══ Supplied data ══
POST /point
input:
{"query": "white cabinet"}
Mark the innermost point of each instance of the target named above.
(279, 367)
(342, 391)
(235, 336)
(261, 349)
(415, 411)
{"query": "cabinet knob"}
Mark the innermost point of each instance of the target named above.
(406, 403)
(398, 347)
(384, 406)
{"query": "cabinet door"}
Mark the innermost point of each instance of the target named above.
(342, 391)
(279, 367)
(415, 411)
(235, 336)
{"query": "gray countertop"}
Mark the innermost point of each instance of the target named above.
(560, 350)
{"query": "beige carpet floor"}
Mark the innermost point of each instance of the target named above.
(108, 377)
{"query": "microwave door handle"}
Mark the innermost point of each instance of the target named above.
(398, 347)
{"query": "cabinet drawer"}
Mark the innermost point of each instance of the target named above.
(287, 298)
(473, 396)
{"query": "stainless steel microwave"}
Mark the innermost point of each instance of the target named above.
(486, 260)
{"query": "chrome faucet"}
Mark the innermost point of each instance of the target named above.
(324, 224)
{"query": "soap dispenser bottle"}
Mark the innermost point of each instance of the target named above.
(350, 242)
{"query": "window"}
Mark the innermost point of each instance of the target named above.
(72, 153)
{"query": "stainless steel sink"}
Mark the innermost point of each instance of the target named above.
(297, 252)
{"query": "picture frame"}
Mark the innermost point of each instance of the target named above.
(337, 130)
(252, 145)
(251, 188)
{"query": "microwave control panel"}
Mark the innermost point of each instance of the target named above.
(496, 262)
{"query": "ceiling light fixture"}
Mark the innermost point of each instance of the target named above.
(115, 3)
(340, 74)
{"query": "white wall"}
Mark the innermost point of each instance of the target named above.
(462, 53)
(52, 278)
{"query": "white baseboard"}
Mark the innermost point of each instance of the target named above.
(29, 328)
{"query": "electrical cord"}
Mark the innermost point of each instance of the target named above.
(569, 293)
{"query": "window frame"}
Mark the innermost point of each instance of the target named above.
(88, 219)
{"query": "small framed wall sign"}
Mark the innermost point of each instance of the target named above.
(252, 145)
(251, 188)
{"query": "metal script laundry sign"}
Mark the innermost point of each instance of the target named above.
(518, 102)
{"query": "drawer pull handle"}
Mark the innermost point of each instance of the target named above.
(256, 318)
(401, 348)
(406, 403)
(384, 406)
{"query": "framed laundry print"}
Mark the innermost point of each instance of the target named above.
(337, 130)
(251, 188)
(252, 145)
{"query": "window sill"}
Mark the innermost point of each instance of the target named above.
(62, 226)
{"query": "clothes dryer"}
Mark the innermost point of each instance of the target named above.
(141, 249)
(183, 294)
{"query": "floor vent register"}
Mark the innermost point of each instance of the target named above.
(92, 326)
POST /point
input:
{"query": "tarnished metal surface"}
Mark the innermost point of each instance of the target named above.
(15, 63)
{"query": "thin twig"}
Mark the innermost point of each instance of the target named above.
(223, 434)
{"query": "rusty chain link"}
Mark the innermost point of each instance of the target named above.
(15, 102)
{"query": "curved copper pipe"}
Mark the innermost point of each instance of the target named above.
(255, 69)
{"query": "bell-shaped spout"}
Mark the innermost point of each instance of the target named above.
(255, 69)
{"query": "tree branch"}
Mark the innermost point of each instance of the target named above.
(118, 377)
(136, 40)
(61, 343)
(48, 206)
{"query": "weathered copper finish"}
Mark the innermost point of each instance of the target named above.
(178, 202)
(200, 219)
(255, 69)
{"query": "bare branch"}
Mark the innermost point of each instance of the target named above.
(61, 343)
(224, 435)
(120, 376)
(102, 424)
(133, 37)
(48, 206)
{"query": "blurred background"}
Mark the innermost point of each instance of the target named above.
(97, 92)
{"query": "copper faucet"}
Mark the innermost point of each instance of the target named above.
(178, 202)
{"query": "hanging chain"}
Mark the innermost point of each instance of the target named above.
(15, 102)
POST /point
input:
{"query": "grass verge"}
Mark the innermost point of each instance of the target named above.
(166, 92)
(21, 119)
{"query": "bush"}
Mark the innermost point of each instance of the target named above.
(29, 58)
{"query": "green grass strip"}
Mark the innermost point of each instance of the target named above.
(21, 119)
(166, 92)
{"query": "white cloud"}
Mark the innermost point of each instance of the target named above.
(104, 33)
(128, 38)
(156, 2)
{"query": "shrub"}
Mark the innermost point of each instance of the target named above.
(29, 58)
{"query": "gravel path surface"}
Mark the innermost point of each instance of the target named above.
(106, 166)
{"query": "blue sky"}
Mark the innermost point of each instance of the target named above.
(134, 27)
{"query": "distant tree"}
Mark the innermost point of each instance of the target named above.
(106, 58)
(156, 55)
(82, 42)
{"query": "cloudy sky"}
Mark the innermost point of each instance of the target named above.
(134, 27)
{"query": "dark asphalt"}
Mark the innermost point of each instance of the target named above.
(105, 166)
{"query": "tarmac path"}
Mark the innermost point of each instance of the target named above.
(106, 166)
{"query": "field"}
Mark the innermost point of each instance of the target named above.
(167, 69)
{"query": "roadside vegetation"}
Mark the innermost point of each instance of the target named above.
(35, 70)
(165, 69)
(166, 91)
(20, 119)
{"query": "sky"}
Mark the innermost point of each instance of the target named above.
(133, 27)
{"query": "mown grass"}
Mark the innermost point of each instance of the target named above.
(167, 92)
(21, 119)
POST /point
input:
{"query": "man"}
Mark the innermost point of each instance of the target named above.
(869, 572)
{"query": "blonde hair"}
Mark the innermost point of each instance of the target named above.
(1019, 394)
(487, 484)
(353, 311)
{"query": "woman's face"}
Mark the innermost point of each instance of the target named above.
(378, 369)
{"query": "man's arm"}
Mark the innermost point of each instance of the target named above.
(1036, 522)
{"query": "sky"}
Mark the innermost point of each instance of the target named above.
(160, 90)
═══
Please return all lines in the material above that include the word "handle".

Finished task:
{"query": "microwave door handle"}
{"query": "drawer pull handle"}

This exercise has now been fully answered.